Start of ENTRIES PROVIDED

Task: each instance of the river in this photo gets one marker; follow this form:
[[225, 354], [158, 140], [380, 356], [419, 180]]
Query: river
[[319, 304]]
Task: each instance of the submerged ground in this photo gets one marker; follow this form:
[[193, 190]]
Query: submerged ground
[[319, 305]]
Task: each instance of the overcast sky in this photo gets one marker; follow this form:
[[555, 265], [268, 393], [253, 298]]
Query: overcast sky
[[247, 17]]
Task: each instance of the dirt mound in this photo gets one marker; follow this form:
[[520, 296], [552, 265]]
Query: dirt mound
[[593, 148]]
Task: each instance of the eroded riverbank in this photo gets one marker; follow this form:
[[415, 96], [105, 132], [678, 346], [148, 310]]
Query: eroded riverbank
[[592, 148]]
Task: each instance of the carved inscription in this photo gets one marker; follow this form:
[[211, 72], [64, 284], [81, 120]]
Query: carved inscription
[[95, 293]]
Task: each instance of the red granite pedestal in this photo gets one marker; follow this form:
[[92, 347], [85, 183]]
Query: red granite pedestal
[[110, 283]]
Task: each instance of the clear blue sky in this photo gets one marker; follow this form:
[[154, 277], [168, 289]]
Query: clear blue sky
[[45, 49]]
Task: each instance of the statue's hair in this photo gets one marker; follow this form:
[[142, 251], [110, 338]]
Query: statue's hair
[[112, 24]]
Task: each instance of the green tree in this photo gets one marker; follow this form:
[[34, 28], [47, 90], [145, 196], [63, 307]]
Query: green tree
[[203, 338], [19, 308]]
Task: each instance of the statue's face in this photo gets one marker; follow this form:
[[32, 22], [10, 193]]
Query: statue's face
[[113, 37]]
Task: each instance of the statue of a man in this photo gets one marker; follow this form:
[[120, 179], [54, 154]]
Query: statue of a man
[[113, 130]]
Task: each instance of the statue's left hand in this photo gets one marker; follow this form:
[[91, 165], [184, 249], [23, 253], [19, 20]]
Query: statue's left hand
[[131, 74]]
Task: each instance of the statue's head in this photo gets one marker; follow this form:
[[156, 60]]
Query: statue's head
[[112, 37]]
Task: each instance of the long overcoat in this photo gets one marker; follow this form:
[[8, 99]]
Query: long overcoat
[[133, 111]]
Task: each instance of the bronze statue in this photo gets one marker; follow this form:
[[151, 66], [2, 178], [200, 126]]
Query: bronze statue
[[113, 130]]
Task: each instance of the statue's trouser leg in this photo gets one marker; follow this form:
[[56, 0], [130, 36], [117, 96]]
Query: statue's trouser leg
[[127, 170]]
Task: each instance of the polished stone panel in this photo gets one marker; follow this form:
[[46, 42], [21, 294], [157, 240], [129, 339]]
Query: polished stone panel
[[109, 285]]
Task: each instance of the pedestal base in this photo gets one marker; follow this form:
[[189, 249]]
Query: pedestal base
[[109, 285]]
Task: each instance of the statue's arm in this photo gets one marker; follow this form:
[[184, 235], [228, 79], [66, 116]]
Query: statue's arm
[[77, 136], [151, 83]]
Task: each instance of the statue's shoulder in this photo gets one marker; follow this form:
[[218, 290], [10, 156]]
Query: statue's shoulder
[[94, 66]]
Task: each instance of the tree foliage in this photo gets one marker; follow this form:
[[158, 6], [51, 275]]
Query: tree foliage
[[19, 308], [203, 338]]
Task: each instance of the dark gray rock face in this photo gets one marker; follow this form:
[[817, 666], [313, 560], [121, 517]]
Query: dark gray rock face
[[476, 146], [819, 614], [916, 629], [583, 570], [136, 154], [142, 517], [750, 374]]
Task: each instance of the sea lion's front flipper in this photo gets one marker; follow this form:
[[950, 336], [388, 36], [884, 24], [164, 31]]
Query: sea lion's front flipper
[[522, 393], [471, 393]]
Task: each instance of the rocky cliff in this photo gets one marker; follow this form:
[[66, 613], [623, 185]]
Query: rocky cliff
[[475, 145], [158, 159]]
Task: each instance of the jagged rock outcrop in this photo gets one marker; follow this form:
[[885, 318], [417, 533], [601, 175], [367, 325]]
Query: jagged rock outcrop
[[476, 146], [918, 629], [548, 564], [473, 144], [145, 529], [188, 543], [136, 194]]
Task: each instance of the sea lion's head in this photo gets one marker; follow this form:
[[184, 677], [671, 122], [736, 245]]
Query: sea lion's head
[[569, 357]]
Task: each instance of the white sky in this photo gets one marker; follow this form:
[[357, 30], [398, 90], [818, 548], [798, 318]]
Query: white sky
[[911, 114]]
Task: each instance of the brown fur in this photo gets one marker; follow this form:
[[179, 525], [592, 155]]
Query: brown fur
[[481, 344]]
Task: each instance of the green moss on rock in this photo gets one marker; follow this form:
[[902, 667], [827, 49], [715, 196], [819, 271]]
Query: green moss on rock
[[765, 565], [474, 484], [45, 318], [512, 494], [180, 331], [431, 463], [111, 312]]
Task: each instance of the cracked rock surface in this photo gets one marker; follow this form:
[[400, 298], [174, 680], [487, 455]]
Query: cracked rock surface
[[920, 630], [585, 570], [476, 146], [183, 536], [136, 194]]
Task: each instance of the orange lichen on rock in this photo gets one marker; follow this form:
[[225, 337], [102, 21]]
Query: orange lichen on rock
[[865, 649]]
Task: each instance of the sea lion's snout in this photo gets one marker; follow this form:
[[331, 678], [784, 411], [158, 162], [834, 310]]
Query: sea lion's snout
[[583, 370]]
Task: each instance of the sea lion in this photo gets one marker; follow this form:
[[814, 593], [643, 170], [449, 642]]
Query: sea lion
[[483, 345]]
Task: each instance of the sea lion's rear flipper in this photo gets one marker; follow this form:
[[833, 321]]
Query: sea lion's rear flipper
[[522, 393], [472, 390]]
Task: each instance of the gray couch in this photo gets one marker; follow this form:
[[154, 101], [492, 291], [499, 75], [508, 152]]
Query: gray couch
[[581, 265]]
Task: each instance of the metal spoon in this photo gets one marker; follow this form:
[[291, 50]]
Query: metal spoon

End of ENTRIES PROVIDED

TASK
State how many lines of the entries include the string "metal", with nothing besides the number.

OUTPUT
2